→ Текст страницы
******************************
Как и должно быть в любой опере, главные герои репрезентируются ариями. И в «Жизни за царя» все четверо членов сусанинской семьи имеют сольные номера

107

(хотя слово «номер» здесь неточно: глинкинская опера размывает номерную структуру; отдельные арии, ансамбли, хоры переходят друг в друга без пауз, сплошным потоком, так что слушателям почти негде поаплодировать солисту). При этом Антонида, Собинин и Ваня поют в личном тоне романса, приподнятого «итальян­ской» вокальной виртуозностью (Глинка в путешествиях по Европе начала 30-х годов серьезно изучал итальянскую традицию). В партии Антониды (в сцене после ухода Сусанина с польским отрядом) слышат­ся даже отголоски алябьевски-варламовски-гурилевского романса («Не о том скорблю, подруженьки...»). Романсовая интонация «младших» героев как бы даст им право чувства хоть и коллективного, но контрастного народному ликованию эпилога: скорби на фоне всеобще­го празднества. Один Сусанин, - на то он и ИСус, не знает романсовой интонации. Все его сольные фрагменты, включая вершинную сцену в лесу, перед рассветом, несущим ему гибель, выдержаны в мелодичес­ком строе, тщательно «обходящем» слишком личное - романс. Протяж­ная крестьянская песня, возвышенная декламационность, символичес­кие мелодические эмблемы - вот интонационные источники партии главного героя. Костромской крестьянин (как и не поющий в опере царь) воплощает соборное единство Руси.

В поставленной через шесть лет после премьеры «Жизни за царя» «пушкинской» опере Глинки - «Руслане и Людмиле» арий и ансамблей больше, чем хоровых страниц; хотя и тут есть отложенная свадьба, и тут- почти не поющий государь, и тут - народный герой, вступающий в схватку с неправедной силой. Но эпос «Руслана и Людмилы» сказочный. А всякая сказка соотносится с сакральным мифом как его снижение, травестия7. В ключевых моментах музыкальной драматургии «Руслан» - травестия «Жизни за царя». Вот почему Руслан демонстрирует героизм не в заснеженном лесу в виду дремлющих врагов, а на ровном поле перед бутафорской гигантской головой; вот почему противник Руслана Фарлаф изъясняется комической скороговоркой (имеется в виду знаме­нитая каватина Фарлафа «Близится час торжества моего» - попробуйте хотя бы не спеть, а проговорить это в быстром темпе); вот почему в стане Черномора танцуют не мазурку и полонез, а шагают под условно-варварский марш, напоминающий не то моцартовских янычар, не то скоморошьих кукольных турок. И вот почему опера в целом - не сквозная симфоническая драма, а блестящий, разнообразный, изобре­тательный «концерт в костюмах», с массой сценических эффектов, с танцующими гаремами и сражающимися чародеями. И с изумительно ясной, пластичной,

108

уравновешенно-стройной, абсолютно автономной, никак идейно не ангажированной музыкой. ...«Форма - это красота» - сказано как будто применительно к «Руслану и Людмиле». Но тогда знаменитый «формалистический» афоризм первого русского классика следует понимать как травестию другого его афоризма, «содержатель­ного»: «Музыку создает народ...», - афоризма, будто предназначенно­го для объяснения замысла «Жизни за царя».
******************************
→ Задачи для решения
[a] Что в тексте об операх Глинки названо интонационными источниками партии Сусанина?
[b] Напишите продолжение текста об операх Глинки, начиная сразу после его последнего предложения.

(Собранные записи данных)
******************************
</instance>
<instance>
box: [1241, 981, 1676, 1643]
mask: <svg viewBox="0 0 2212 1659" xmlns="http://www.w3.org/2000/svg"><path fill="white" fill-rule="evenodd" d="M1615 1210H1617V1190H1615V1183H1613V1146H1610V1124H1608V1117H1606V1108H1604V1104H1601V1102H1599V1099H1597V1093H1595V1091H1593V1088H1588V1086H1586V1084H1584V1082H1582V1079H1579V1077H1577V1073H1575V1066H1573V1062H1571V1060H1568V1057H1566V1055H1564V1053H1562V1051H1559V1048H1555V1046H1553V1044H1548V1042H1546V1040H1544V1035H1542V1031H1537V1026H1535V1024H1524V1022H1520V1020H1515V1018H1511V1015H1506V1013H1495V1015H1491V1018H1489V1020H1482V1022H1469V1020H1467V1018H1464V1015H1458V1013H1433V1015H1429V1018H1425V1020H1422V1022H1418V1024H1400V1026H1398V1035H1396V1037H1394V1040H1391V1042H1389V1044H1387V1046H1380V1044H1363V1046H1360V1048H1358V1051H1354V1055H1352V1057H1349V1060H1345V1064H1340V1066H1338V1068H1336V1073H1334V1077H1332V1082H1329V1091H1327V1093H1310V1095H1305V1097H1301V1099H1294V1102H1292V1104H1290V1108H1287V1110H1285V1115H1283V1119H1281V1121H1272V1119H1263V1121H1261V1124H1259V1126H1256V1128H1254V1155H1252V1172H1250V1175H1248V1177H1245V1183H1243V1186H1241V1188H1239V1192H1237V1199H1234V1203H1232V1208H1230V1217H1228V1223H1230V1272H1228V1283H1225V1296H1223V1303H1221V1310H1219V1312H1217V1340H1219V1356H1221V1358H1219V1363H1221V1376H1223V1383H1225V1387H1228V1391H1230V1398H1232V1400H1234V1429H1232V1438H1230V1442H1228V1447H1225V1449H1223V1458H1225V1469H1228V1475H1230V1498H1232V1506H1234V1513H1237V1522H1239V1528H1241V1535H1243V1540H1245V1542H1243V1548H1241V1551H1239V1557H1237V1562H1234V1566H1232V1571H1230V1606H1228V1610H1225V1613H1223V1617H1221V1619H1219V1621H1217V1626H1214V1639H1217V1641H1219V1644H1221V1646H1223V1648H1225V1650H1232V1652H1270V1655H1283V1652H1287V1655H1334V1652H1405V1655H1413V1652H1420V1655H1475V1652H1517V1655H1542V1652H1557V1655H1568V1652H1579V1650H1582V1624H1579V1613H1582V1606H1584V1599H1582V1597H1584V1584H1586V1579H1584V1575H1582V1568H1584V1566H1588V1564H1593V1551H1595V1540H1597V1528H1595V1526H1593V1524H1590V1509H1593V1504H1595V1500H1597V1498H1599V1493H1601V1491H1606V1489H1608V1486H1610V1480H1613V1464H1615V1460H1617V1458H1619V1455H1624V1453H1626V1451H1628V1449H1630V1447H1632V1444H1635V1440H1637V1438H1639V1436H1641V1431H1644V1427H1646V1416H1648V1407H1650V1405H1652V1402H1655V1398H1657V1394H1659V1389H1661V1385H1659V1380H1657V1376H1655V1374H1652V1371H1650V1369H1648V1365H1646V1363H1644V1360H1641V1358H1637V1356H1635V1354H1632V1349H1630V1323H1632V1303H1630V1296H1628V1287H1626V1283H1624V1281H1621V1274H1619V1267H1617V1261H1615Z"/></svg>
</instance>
******************************
→ Полученные результаты
[a] Протяжная крестьянская песня, возвышенная декламационность и символические мелодические эмблемы.

[b]
Травестия всегда заостряет, поскольку пародирует. Исторически реальное в «Жизни за царя» противопоставление «своего» (правос­лавно-народно-государственного) «чужому» (иноверскому, агрес­сивному, связанному со смутой), русского - польскому, монумен­тально-хорового - суетно-балетному, в «Руслане и Людмиле» превра­щается в мифологизированное и потому универсальное сопоставле­ние «Руси» и «Тридевятого царства» - не то Кавказа (в садах Черномора танцуют лезгинку), не то Востока вообще (в опере звучат еще персидский хор, арабский и турецкий танцы), не то (или также) балтийского Запада (в галерее волшебников «Руслана и Людмилы» состоит еще и добрый Финн, покровительствующий русскому богаты­рю8).

Отработанное Глинкой сопоставление «своего-чужого» создало одну из констант русской музыки: интерес к музыкальному «иноязычию». «Польское» в «Жизни за царя» блестяще, прекрасно и враждебно. «Черноморское» и вообще «волшебное» в «Руслане и Людмиле» тоже отчасти враждебно, но понарошку, по-сказочному, что позволяет сполна наслаждаться его своеобычностью, проникаться «чужим» как «своим».

В «Руслане» выходит на первый план, хотя и в наивно-игривой подаче, тема Руси как геополитического (или, лучше, - «геодуховного») посредника между Востоком и Западом. На первом плане эта идея находится также в симфоническом наследии Глинки.